→ Written task: Write out every record in full, exactly as written, please.

→ Stored data:
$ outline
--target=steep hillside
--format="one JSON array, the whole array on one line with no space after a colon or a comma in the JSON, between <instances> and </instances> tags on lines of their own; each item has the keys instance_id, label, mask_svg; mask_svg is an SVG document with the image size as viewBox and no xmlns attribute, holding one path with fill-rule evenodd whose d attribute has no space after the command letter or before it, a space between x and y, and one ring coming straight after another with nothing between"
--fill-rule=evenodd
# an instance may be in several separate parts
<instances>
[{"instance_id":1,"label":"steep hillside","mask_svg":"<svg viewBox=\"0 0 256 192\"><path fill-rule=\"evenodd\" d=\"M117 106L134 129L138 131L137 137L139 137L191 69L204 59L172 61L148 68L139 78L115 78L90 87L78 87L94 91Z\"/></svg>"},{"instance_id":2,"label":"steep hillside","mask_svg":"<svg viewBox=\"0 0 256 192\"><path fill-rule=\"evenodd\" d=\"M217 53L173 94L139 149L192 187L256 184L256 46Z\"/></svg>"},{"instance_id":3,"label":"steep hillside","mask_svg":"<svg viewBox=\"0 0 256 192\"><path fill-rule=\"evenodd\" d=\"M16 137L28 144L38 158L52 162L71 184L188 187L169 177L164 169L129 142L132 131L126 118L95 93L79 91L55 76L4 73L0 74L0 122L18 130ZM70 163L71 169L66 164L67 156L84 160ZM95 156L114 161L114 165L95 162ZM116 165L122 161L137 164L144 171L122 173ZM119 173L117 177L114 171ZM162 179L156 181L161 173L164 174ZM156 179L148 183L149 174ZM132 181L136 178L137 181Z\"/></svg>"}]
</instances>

→ Output of the task:
$ outline
--target=steep hillside
--format="one JSON array, the whole array on one line with no space after a colon or a comma in the JSON, between <instances> and </instances> tags on lines of their own; each item has the keys instance_id, label, mask_svg; mask_svg is an SVG document with the image size as viewBox and no xmlns attribute, holding one path with fill-rule evenodd whose d attribute has no space after the command letter or before it, a space between x and y, and one ring coming straight after another with nothing between"
--fill-rule=evenodd
# an instance may be in several separate parts
<instances>
[{"instance_id":1,"label":"steep hillside","mask_svg":"<svg viewBox=\"0 0 256 192\"><path fill-rule=\"evenodd\" d=\"M117 106L134 129L138 131L137 137L139 137L191 69L204 59L172 61L148 68L139 78L115 78L90 87L78 87L94 91Z\"/></svg>"},{"instance_id":2,"label":"steep hillside","mask_svg":"<svg viewBox=\"0 0 256 192\"><path fill-rule=\"evenodd\" d=\"M217 53L173 94L139 149L192 187L256 184L256 46Z\"/></svg>"},{"instance_id":3,"label":"steep hillside","mask_svg":"<svg viewBox=\"0 0 256 192\"><path fill-rule=\"evenodd\" d=\"M16 137L28 144L38 158L52 162L71 184L188 187L169 177L164 169L129 142L132 131L126 118L95 93L79 91L55 76L4 73L0 74L0 122L18 130ZM70 163L71 169L66 164L67 156L84 160ZM95 156L114 161L114 165L95 162ZM116 165L122 161L137 164L144 171L122 173ZM119 173L117 177L114 171ZM162 179L156 181L161 173L164 174ZM156 179L148 183L149 174ZM132 181L136 178L137 181Z\"/></svg>"}]
</instances>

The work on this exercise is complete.